▶ THE DATA
Segment Open

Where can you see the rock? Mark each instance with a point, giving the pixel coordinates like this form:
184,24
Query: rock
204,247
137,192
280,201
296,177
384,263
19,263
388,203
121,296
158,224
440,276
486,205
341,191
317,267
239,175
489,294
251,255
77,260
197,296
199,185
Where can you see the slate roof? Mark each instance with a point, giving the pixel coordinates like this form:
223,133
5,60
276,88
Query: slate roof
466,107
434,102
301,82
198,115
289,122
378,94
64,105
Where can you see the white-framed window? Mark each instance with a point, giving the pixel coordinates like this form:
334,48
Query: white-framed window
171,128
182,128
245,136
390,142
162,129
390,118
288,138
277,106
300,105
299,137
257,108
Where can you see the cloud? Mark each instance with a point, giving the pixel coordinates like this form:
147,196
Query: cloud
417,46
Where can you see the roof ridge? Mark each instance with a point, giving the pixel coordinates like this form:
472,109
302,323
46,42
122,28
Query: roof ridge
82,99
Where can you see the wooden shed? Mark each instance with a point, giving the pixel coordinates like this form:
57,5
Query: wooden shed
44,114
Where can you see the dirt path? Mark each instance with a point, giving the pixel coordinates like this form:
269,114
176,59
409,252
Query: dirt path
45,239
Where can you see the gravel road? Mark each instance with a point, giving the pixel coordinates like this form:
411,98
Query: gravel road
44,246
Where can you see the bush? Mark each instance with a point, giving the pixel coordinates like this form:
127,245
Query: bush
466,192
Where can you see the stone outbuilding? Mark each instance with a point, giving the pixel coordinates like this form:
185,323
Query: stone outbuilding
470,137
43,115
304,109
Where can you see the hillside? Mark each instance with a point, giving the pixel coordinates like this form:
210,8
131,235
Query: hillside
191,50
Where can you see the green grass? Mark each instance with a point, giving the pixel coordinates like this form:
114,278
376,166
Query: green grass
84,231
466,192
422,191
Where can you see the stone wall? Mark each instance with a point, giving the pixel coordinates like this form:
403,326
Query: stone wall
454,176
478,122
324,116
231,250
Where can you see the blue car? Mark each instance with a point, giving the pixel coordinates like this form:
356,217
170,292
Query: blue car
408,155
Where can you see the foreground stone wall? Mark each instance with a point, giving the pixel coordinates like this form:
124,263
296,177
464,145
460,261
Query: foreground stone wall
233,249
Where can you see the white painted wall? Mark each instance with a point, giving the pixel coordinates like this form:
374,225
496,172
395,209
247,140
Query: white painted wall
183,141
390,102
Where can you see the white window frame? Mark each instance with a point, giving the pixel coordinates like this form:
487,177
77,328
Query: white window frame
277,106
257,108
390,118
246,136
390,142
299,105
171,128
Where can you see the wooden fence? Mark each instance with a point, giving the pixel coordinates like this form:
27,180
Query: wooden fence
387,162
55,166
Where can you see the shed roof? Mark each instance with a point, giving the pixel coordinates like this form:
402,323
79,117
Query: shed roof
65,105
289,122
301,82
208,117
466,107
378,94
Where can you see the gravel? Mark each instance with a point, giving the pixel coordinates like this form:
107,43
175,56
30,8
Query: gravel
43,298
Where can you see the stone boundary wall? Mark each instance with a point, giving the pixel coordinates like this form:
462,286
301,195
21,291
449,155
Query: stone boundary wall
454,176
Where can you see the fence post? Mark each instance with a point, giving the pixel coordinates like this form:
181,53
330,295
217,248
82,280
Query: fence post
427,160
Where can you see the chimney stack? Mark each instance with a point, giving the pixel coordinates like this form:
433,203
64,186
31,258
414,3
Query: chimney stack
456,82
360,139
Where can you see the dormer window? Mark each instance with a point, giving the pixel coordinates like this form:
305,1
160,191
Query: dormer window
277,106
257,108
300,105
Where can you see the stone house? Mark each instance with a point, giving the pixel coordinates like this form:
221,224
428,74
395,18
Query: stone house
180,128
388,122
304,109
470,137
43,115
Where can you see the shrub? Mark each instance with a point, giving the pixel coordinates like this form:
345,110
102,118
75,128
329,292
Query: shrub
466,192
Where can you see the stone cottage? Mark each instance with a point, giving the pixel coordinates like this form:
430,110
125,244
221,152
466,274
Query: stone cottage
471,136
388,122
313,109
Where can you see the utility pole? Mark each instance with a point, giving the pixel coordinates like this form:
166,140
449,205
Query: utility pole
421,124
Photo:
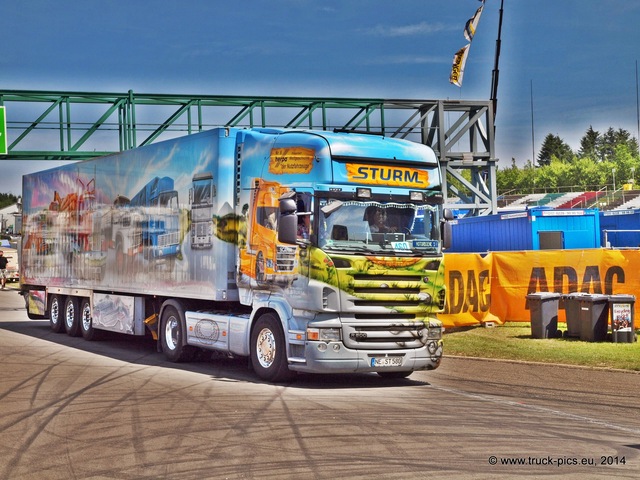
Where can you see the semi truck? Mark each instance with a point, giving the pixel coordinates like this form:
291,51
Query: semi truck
299,277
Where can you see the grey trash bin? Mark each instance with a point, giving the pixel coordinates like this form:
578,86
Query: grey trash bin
543,308
571,302
622,318
594,317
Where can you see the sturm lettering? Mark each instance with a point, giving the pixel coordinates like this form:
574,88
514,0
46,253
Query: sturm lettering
386,174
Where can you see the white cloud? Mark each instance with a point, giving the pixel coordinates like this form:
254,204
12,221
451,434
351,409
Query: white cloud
422,28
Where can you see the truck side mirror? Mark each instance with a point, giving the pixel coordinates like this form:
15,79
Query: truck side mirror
446,230
288,221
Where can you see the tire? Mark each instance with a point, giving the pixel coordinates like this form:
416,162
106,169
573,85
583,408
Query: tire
56,307
394,375
86,321
268,350
172,334
72,316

Segment Closed

All records above are to be output verbatim, with their pictures omitted.

Where can you see the rock? Mark each instance with a point, giving the pixel coordinates like this form:
184,24
Query: rock
204,247
137,192
280,201
296,177
384,263
19,263
388,203
121,296
158,224
440,276
486,205
341,191
317,267
239,175
489,294
251,255
77,260
197,296
199,185
Where can you see the slate roof? Mark each instance with a point, giving the pixel coordinates like this form:
223,133
5,60
276,88
Query: slate roof
466,107
434,102
301,82
198,115
289,122
378,94
64,105
Where can you see the white-framed window? Mark each instance with a point, giving the pixel coordinates like this form:
334,48
Query: white-framed window
171,128
182,128
245,136
390,142
162,129
390,118
288,138
277,106
300,105
299,137
257,108
Where can you see the cloud? Mark each instance with a point, giving the pixel coordinates like this form:
147,196
Query: cloud
417,46
Where can you see the roof ridge? Mark each instance with a point, giving the pixel coordinates like this form:
472,109
302,323
46,42
122,28
Query: roof ridge
82,99
Where can you see the wooden shed? Mark each instance with a point, giving the pixel coordinates like this form:
57,5
Query: wooden shed
44,114
Where can you see the dirt path? Mark each instance with a point, giving the pixel coordinates like this form:
269,114
176,59
409,252
Query: dirt path
45,239
Where can you see the gravel road? Mark each instance with a point, giving the pixel coordinates like this form:
411,98
Query: gravel road
44,246
Where can you see the bush? Mark each instance with a point, giving the pixel coordinates like this form:
127,245
Query: bush
466,192
Where can you see the stone outbuilding? Mark each instance with a point, giving the pixel coordinates like this form:
185,323
Query: stone outbuilding
470,137
43,115
304,109
Where can you see the hillside? Mark each instance with a point, giving the pixel coordinates like this form:
210,8
131,235
Query: hillside
191,50
Where can you see the green grass? Mark each instance with a point, giving the pixel coordinates like this form:
114,278
376,166
Query: green grass
84,231
466,192
422,191
Where can you see the stone wall? Mark each instance with a point, giving the pixel coordinates like this form:
403,326
Query: stone wall
454,176
478,122
324,116
231,250
Where can you see the blue car? Mark each instance with a point, giving the pixel coordinates like this form:
356,217
170,292
Query: blue car
408,155
Where can you see the foreground stone wall? Mark each instance with a point, giving the pixel coordinates like this form:
124,263
296,177
464,145
460,261
Query: foreground stone wall
233,249
Where can you see the white painted wall? Mark each instance with a point, giving the pixel coordinates like this form:
374,225
496,172
395,209
247,140
Query: white painted wall
183,141
390,102
Where can you see the white window frame? Mark each instance with a point, giving the pixel coordinates like this form:
487,177
77,328
Query: white window frame
277,106
257,108
390,118
246,136
390,142
299,105
171,128
Where can you see the wooden fence? Mark each instance with a point, giving the pixel coordinates like this form:
27,180
Query: wooden fence
387,162
55,166
Where can you see the shed roof? Mark each instance with a point, giving the pixel coordinates like this form:
402,323
79,117
Query: shed roof
65,105
289,122
301,82
208,117
466,107
378,94
Where can you see the gravel? Mark each instance with a point, giving the pixel coordinates like this form:
107,43
175,56
30,8
Query: gravel
43,298
Where can you see the stone boundary wall? Mark each instance with a point, giving the pixel coordinates like this form:
462,286
301,195
21,291
449,155
Query: stone boundary wall
454,176
Where can you see the fence post? Mark each instance with a point, giving the pixel coordinates like this form:
181,53
330,295
217,248
82,280
Query: fence post
427,160
Where can you see the chimney stack? Mark each instance with a point, giving the pixel coordinates like this form:
433,203
64,186
31,258
414,3
Query: chimney stack
456,82
360,139
Where can you see the dormer window? Mark each instance with a point, giving the pixel coordinates like this form:
305,1
160,191
Query: dormer window
277,106
257,108
300,105
Where can you see the stone house? Mark each instance with a point, giving the pixel coordinates like this form:
221,224
428,74
395,18
Query: stone house
180,128
388,122
304,109
470,137
43,115
Where can you see the shrub? Mark each instance with a point, giving the pixel coordinates like this form:
345,110
102,118
75,128
329,292
Query: shrub
466,192
Where can you see the stone cottage? Mark each instance with a point, giving the pixel coordinates like this form:
430,110
125,244
221,152
466,274
Query: stone cottage
471,136
388,122
313,109
Where can you see the utility pole? Mark each instance with a point, giving the pixel coordinates like this form:
166,140
449,205
Query: utility pole
421,124
Photo:
Where can you see the semi truck? Mark each instance with a point, giving the pixel coordinates like this form:
291,51
Query: semi truck
299,277
Where can you see the grey trash bin? Mark each instance with a point, giving the pixel coordinates like this form:
578,86
Query: grey trash bin
543,308
571,302
622,318
594,317
Where can you see the sturm lettering? Mark each instance with a point, giving the pixel coordinates like this form:
574,88
514,0
46,253
Query: sturm lettering
386,174
Where can you see the white cloud? Mark each instance with a point, giving the pixel coordinates like this form:
254,204
12,221
451,434
351,409
Query: white cloud
422,28
Where can you see the truck side mirror? Mark each instance with a point, giving the pixel coordinates like this form:
15,79
Query: truck side mirror
446,230
288,221
Where can you see the tire? Mark each instance with a point, giving the pixel coordinates like this form:
416,162
106,169
573,85
583,408
Query: tire
56,307
394,375
86,321
268,350
172,334
72,316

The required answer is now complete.